══ FRAGMENTO DE TEXTO ══

Son muchos los factores que influyen para que cada vez nos miremos menos a la cara, pero desde luego que un uso excesivamente prolongado de los dispositivos tecnológicos afectará negativamente en esta cuestión. Las pantallas y los dispositivos tecnológicos llegaron ya a nuestras vidas hace unas décadas y lo han hecho para quedarse. Es el mal uso o el excesivo tiempo que les dedicamos lo que está teniendo importantes consecuencias. Lo cierto es que los estudios señalan que establecer contacto visual con los demás es algo que cada vez hacemos menos y las pantallas tienen mucho que ver. En vez de sentarnos alrededor de la mesa a contarnos cómo nos ha ido el día, desenfundamos nuestros móviles como vaqueros tecnológicos o vemos la televisión mientras cenamos. No olvidemos que el ser humano viene “de serie” con la capacidad de conectarse emocionalmente, que no tecnológicamente, a los demás. Podemos decir que la conexión emocional se da cuando establecemos contacto visual durante, al menos, un 60-70% del tiempo que dura la conversación. Un porcentaje mayor puede interpretarse como agresivo o puede hacer sentir mal al otro y un porcentaje menor nos impide obtener todos los detalles emocionales y sociales imprescindibles para una buena interacción. Pues bien, según Quantified Impresions, una compañía de Texas que analiza el tipo de comunicación que establecemos entre nosotros, hoy en día un adulto dedica entre un 30 y un 60% del tiempo de una conversación a mirar a la persona que está hablando. Esto implica que a menor contacto visual, menos información obtenemos de los demás y más pobre será la conversación.

Como venimos comentando, el ser humano dispone de un programa genético que nos predispone a determinadas acciones como la conexión emocional, mientras que, por otro lado, tendemos a evitar o demostrar desagrado por otras circunstancias. En los años 40, el psiquiatra francés René Spitz, conocido por el concepto de hospitalismo, comprobó que colocarse delante de un bebé y hablarle provoca en el pequeño una sonrisa. En cambio, mirar hacia atrás mientras le estamos hablando no le agrada en absoluto. Actualmente, la expansión y normalización de los dispositivos tecnológicos tanto en niños y adolescentes como en adultos, ha hecho que disminuya de manera significativa el contacto visual entre nosotros. No podemos atribuirlo solamente a las pantallas sino también al poco tiempo que estamos los padres con nuestros hijos, entre otros motivos, por las interminables jornadas laborales que tenemos. Además, los estudios señalan que durante el confinamiento y la pandemia, el número de horas que nuestros hijos han dedicado a las pantallas ha aumentado de manera significativa, lo que sin lugar a dudas tendrá unas consecuencias a medio y largo plazo.

En conclusión, el niño necesita que sus seres queridos conecten emocionalmente con él para poder interpretar correctamente sus necesidades y que los adultos que rodean al bebé puedan cubrir sus necesidades tanto emocionales como fisiológicas. El escaso tiempo que dedicamos a mirar a los ojos a los demás mientras interactuamos con ellos disminuye la información que obtenemos de amigos y familiares, ya que, por ejemplo, dejamos de interpretar las emociones correctamente al no mirar a los ojos y no podemos adaptar nuestra conducta en función de las emociones de los demás si no las conocemos. Si los adultos no conectamos con nuestros hijos desde que son pequeños, no entenderemos qué necesitan ni estaremos en disposición de enseñarles de manera implícita a conectar con los demás. Si no te miro, no conecto con tus necesidades y no te doy la importancia que mereces, entonces convertimos a nuestros hijos en invisibles y les mandamos el mensaje implícito, pero contundente, de que no son importantes ni dignos de ser queridos. Creo que una de las circunstancias más dolorosas por las que puede pasar un ser humano es la de sentirse invisible o no visto. La visibilidad y el amor incondicional se desarrolla con la mirada de los padres. Como decía Eric Berne: “la mirada de una madre convierte a su hijo en príncipe o en sapo”.

═══

OBJETIVO DEL EJERCICIO: Según el fragmento sobre el contacto visual, ¿qué porcentaje del tiempo de una conversación dedica hoy un adulto a mirar a la persona que habla, de acuerdo con Quantified Impresions?

══ INFORMACIÓN PROPORCIONADA ══

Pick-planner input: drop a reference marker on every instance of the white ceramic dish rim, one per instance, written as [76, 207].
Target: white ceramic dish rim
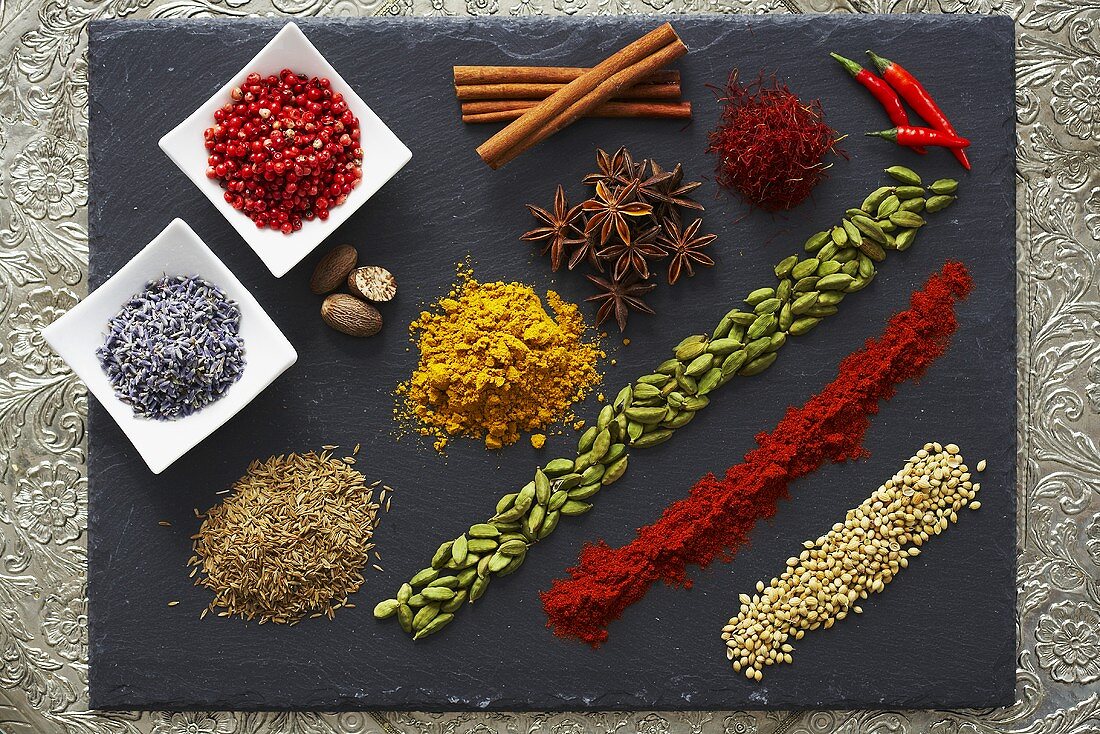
[77, 333]
[384, 153]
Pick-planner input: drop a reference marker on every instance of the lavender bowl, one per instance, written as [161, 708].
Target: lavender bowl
[177, 250]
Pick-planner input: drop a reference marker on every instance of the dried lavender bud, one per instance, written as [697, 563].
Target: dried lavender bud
[174, 348]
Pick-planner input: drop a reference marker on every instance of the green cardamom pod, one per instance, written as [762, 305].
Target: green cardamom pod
[915, 206]
[834, 282]
[769, 306]
[759, 295]
[804, 302]
[405, 617]
[784, 317]
[783, 269]
[691, 348]
[762, 327]
[585, 442]
[446, 581]
[438, 593]
[872, 250]
[889, 206]
[425, 615]
[652, 381]
[549, 524]
[435, 625]
[721, 347]
[451, 606]
[482, 545]
[700, 364]
[615, 471]
[557, 500]
[904, 239]
[442, 555]
[734, 362]
[804, 269]
[870, 228]
[906, 219]
[816, 241]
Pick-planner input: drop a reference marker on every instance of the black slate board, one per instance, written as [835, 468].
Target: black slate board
[943, 634]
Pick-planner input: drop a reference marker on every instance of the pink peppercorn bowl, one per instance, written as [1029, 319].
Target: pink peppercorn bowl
[177, 250]
[384, 154]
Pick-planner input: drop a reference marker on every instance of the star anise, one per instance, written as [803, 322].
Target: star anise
[586, 250]
[685, 247]
[609, 209]
[618, 297]
[634, 255]
[612, 167]
[560, 230]
[674, 192]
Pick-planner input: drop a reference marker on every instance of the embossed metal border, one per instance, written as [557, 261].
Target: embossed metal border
[43, 263]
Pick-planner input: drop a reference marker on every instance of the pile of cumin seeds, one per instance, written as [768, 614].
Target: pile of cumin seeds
[288, 541]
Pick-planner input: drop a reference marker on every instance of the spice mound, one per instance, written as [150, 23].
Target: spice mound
[494, 363]
[770, 144]
[857, 557]
[174, 348]
[289, 541]
[286, 150]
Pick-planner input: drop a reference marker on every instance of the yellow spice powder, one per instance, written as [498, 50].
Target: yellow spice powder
[494, 363]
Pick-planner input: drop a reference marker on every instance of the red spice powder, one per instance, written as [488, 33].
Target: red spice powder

═══

RESPUESTA AL EJERCICIO: Entre un 30 y un 60 % del tiempo de la conversación.